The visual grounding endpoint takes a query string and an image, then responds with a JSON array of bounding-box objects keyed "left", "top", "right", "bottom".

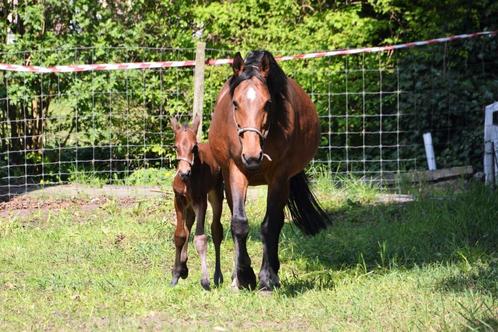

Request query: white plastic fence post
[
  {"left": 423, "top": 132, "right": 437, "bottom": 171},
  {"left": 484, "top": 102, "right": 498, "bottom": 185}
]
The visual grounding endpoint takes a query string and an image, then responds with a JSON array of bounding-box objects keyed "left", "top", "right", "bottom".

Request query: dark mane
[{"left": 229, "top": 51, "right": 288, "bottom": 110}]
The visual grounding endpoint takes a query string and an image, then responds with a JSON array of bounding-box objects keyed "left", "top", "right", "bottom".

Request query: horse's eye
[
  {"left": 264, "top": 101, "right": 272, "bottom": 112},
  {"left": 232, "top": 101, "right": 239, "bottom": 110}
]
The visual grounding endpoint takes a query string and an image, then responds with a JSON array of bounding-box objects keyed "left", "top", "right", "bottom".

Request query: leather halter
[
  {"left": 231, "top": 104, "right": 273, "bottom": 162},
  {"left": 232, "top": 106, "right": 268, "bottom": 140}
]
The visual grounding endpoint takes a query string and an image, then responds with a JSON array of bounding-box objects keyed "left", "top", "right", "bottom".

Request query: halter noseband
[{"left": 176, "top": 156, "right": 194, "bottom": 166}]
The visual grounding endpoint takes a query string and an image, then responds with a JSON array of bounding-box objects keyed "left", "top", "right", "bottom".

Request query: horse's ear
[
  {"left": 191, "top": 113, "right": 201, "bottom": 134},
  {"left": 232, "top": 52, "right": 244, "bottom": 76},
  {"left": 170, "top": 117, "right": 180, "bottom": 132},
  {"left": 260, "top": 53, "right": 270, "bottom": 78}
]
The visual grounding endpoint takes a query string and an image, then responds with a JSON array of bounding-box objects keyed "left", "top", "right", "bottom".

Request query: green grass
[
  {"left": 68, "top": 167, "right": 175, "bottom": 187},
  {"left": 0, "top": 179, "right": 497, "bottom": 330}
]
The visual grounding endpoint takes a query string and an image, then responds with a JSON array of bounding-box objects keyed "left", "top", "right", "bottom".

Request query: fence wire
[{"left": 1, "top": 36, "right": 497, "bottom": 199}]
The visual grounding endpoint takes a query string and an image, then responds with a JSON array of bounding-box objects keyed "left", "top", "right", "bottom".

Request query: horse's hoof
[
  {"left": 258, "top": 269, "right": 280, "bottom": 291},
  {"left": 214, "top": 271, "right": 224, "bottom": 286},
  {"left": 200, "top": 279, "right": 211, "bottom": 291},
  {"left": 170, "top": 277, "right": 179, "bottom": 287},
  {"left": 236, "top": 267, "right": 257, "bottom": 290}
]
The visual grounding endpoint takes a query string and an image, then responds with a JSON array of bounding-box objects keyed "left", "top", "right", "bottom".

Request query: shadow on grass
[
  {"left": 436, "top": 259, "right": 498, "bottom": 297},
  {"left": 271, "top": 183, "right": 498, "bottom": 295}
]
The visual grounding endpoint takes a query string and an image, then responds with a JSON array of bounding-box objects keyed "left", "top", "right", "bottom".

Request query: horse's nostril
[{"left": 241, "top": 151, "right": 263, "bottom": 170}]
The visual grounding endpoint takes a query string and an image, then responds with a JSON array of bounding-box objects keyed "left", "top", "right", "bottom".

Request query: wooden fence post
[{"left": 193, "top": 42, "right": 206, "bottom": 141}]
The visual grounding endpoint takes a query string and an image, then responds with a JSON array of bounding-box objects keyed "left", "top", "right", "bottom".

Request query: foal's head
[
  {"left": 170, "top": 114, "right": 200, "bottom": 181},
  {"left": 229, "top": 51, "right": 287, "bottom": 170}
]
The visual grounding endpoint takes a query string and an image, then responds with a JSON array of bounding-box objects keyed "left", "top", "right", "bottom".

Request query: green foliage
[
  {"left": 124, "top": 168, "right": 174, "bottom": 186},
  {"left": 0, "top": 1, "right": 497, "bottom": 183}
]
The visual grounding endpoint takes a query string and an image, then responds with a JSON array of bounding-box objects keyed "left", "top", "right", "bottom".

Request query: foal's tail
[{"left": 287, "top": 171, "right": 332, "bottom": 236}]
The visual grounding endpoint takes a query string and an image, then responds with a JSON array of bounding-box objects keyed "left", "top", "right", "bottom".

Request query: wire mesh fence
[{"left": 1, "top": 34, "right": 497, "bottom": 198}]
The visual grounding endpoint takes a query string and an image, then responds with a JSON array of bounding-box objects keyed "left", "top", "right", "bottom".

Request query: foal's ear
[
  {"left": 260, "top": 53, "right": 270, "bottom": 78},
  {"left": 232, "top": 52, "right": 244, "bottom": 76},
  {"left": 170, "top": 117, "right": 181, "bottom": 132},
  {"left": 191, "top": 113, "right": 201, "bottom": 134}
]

════════════════

* **The problem**
Please transcribe all of the entries exactly and omit any picture they hold.

* **Output below**
The visual grounding endpoint takes a query string and an image, then responds with a JSON array of bounding-box objects keyed "left", "top", "right", "bottom".


Request query: white plastic fence post
[
  {"left": 423, "top": 132, "right": 437, "bottom": 171},
  {"left": 484, "top": 102, "right": 498, "bottom": 185}
]
The visual grounding endpoint takes a query string and an image, then responds with a JSON array of bounding-box objects keyed "left", "top", "right", "bottom".

Request query: dark mane
[{"left": 229, "top": 51, "right": 288, "bottom": 110}]
The visual grounding endpoint takes a query string and an image, then responds with a JSON array of bounding-box objects keyed "left", "top", "right", "bottom".

Request query: horse's eye
[
  {"left": 264, "top": 101, "right": 272, "bottom": 112},
  {"left": 232, "top": 101, "right": 239, "bottom": 110}
]
The visual grounding endpoint takes a query string and an image, then responds with a JSON array of bounding-box objects keyed "left", "top", "right", "bottom".

Request query: leather halter
[
  {"left": 231, "top": 104, "right": 273, "bottom": 162},
  {"left": 232, "top": 106, "right": 268, "bottom": 140}
]
The visual grounding endpoint takes a query string and an image, then responds with a JSON array of bounding-box objects keyed "left", "top", "right", "bottom".

Request query: halter noseband
[{"left": 176, "top": 156, "right": 194, "bottom": 166}]
The visual grounding endpoint takes a query string and an image, then responds with a JSON array of bounding-box objects keyed "left", "top", "right", "bottom".

Request query: horse's ear
[
  {"left": 191, "top": 113, "right": 201, "bottom": 134},
  {"left": 232, "top": 52, "right": 244, "bottom": 76},
  {"left": 170, "top": 117, "right": 180, "bottom": 132},
  {"left": 260, "top": 53, "right": 270, "bottom": 78}
]
The visual grounding endpoint takes a query string and an image, then responds with a JSON array of bounding-box objects keyed "left", "top", "right", "bottom".

Request query: green grass
[
  {"left": 68, "top": 167, "right": 175, "bottom": 187},
  {"left": 0, "top": 179, "right": 497, "bottom": 330}
]
The visual grounding endpoint takes a query string and an image, then responds with a JSON array of bounding-box objects keyed "left", "top", "right", "bottom".

Request query: fence wire
[{"left": 1, "top": 36, "right": 497, "bottom": 199}]
The visual grounding endpoint takes a query string and an image, then responds with a JSON array of bounding-box objects keyed "left", "top", "right", "bottom".

Request query: horse's hoof
[
  {"left": 258, "top": 269, "right": 280, "bottom": 291},
  {"left": 214, "top": 271, "right": 224, "bottom": 286},
  {"left": 200, "top": 279, "right": 211, "bottom": 291},
  {"left": 170, "top": 277, "right": 179, "bottom": 287},
  {"left": 236, "top": 267, "right": 257, "bottom": 290}
]
The visual grounding endpoint takes a query string and an image, then responds with a JSON array of bounding-box objects keyed "left", "top", "right", "bottom".

Request query: shadow on grass
[
  {"left": 436, "top": 259, "right": 498, "bottom": 297},
  {"left": 271, "top": 183, "right": 498, "bottom": 295}
]
The visual grounding endpoint takes a query string and an image, then responds with a JSON array of bounding-box objects keyed "left", "top", "right", "bottom".

Request query: horse's nostril
[{"left": 241, "top": 151, "right": 263, "bottom": 170}]
The visual grounding endpoint takes a query string and an image, then responds with a JSON array of bounding-box objects keyed "left", "top", "right", "bottom".

Request query: wooden fence post
[{"left": 193, "top": 42, "right": 206, "bottom": 141}]
The visual grounding endpoint takes a query string and an image, then responds with a JSON array of bounding-box objects keyed "left", "top", "right", "bottom".

Request query: foal's head
[
  {"left": 170, "top": 114, "right": 200, "bottom": 181},
  {"left": 229, "top": 51, "right": 287, "bottom": 170}
]
The visual grounding endpoint takes a query string and an image, then responds with a JSON array of bounding-box objects keyed "left", "top", "right", "bottom".

Request query: green foliage
[
  {"left": 124, "top": 168, "right": 174, "bottom": 186},
  {"left": 0, "top": 1, "right": 497, "bottom": 183}
]
The visual grounding endpoint takes a query string and an image, then responds with a JSON array of bounding-box objects keyed "left", "top", "right", "bottom".

Request query: foal's tail
[{"left": 287, "top": 171, "right": 332, "bottom": 236}]
The visual grounding endpoint takes a query string and an image, then responds with a JSON array of bounding-box objects keyed "left", "top", "right", "bottom".

Request query: wire mesh fence
[{"left": 1, "top": 34, "right": 497, "bottom": 198}]
The visual grounding endpoint takes a query string and an image, then responds with a JSON array of bounding-box objects keyed "left", "top", "right", "bottom".

Request query: foal's ear
[
  {"left": 260, "top": 53, "right": 270, "bottom": 78},
  {"left": 232, "top": 52, "right": 244, "bottom": 76},
  {"left": 170, "top": 117, "right": 181, "bottom": 132},
  {"left": 191, "top": 113, "right": 201, "bottom": 134}
]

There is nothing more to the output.